__Problem to work on__.
When you output the entries, begin with the first line and end with the line containing "positive clicks: (74, 4)", keeping each line exactly as it is.

__Provided data__.
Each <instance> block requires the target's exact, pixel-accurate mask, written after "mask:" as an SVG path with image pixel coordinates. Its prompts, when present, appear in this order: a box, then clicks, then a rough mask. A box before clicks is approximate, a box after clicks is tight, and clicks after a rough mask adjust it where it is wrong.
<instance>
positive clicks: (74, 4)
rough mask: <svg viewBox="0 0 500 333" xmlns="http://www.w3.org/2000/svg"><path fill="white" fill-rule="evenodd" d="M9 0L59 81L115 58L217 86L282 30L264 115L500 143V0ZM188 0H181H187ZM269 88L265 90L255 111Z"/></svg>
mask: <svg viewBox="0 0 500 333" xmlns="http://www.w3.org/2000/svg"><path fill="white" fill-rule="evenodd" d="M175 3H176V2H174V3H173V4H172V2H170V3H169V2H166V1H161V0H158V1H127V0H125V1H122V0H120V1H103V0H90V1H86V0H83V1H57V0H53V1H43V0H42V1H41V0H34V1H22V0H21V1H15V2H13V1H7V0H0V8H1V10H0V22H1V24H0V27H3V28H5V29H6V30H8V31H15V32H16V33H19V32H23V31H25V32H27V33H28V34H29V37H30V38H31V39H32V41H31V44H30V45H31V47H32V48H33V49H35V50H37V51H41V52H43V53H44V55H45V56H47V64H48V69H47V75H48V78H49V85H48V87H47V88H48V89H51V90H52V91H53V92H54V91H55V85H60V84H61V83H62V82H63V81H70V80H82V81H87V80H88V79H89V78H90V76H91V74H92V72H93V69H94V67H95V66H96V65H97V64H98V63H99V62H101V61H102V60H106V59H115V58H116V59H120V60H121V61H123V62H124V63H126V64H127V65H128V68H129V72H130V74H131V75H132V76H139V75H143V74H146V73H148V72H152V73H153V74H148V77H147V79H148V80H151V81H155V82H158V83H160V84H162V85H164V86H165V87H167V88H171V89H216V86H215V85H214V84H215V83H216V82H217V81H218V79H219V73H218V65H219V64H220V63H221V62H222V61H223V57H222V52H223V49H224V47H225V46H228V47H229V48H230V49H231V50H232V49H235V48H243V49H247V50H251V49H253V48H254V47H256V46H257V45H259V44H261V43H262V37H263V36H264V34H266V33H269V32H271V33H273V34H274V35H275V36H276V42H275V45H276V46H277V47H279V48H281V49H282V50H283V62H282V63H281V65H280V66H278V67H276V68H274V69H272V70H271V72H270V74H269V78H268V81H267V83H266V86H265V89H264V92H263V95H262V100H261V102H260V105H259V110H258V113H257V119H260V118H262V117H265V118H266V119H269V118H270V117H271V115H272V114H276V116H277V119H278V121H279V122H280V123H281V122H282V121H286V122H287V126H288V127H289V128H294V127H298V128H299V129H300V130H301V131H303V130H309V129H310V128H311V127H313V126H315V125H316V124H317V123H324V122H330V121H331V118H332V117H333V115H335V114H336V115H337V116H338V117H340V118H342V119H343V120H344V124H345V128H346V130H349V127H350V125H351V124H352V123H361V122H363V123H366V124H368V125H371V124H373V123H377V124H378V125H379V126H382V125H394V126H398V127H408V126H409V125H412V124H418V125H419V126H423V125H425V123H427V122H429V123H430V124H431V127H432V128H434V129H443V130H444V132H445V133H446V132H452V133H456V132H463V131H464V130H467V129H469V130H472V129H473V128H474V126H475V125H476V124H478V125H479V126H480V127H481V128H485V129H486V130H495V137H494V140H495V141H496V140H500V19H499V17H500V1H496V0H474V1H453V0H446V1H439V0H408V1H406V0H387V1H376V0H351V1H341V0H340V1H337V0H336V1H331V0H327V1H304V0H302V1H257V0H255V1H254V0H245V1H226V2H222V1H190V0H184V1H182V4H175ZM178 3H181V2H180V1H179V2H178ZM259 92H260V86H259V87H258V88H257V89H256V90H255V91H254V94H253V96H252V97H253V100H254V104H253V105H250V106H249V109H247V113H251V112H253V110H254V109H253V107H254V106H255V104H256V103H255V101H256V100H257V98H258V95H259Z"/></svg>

__Task result__.
Each <instance> block requires the target's exact, pixel-accurate mask, written after "mask:" as an SVG path with image pixel coordinates. Its prompts, when present, appear in this order: a box, then clicks, then a rough mask. A box before clicks is approximate, a box after clicks is tight, and clicks after a rough mask adjust it where it is wrong.
<instance>
positive clicks: (74, 4)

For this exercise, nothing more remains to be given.